依頼内容
下のターボ型真空ポンプの文書を読み、次の問いに答えてください。
(a) 【課題】では、気体をどこからどこまで圧縮できるとしているか。
(b) 【解決手段】では、回転軸1をスラスト方向に支承する軸受に何を用いるとしているか。
(c) 【技術分野】では、本発明が特に関するのはどのようなターボ型真空ポンプか。

説明

ターボ型真空ポンプ

【課題】気体を高真空から大気圧まで圧縮できるターボ型真空ポンプで、回転体を高速且つ高精度に回転保持でき、安価にて製造できるターボ型真空ポンプを提供する。
【解決手段】ポンプの略全長に延びる回転軸1と、ケーシング2内に回転翼と固定翼とを交互に配置することによって形成された翼排気部10と、軸受モータ部50を備えたターボ型真空ポンプにおいて、回転軸1をスラスト方向に支承する軸受に気体軸受40を用い、気体軸受の固定側部位41の両面にスパイラル溝45を形成し、回転軸1に固定された上側回転側部位42と下側回転側部位43とにより、スパイラル溝45の形成された固定側部位41を挟み込むようにし、下側回転側部位43の前記スパイラル溝45との対向面と反対の面、および下側回転側部位43と軸方向に対向する固定翼63の面の少なくとも一方の面に、気体を半径方向に圧縮排気する遠心翼要素43a,63aを形成した。

【発明の詳細な説明】
【技術分野】
【0001】
本発明は、ターボ型真空ポンプに係り、特に大気圧から高真空まで排気可能でオイルフリーのターボ型真空ポンプに関する。

資料
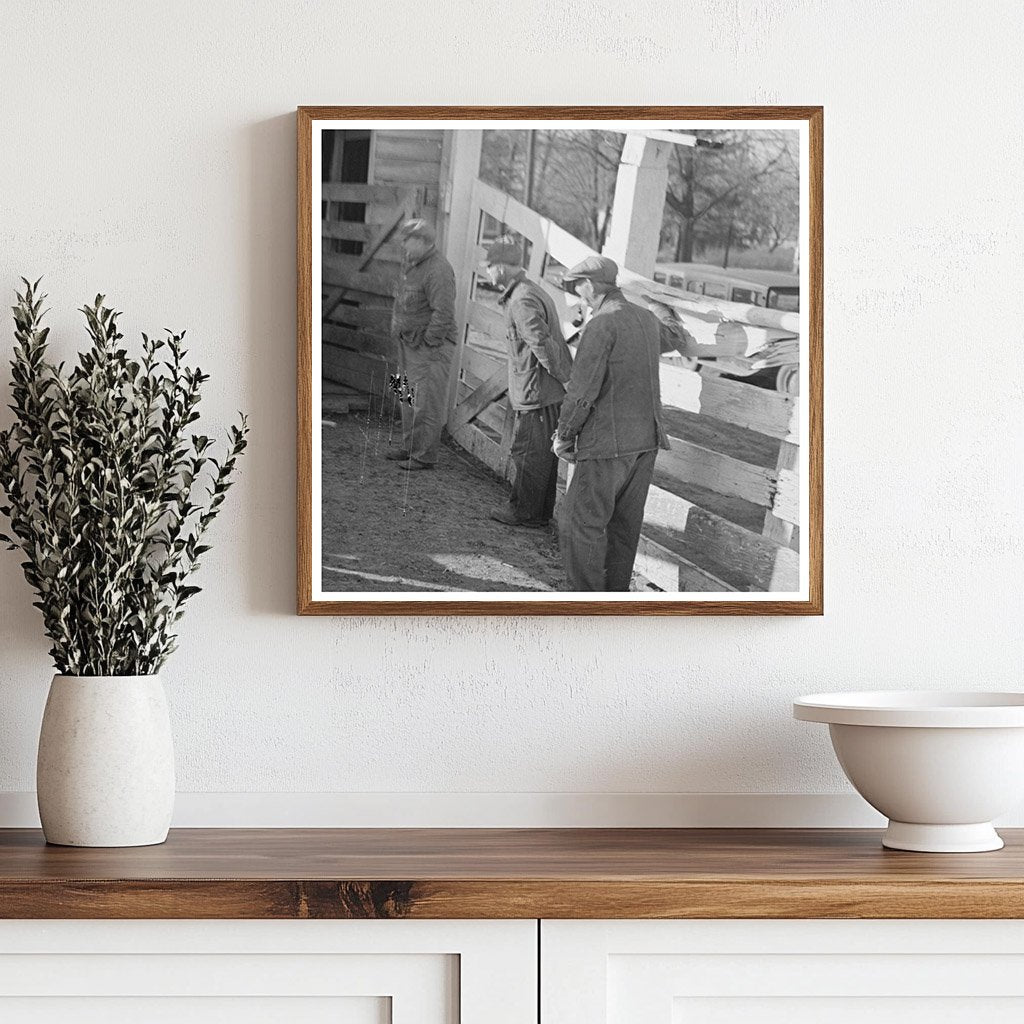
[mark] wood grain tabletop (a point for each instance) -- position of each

回答
(a) 高真空から大気圧まで。
(b) 気体軸受40。
(c) 大気圧から高真空まで排気可能で、オイルフリーのターボ型真空ポンプ。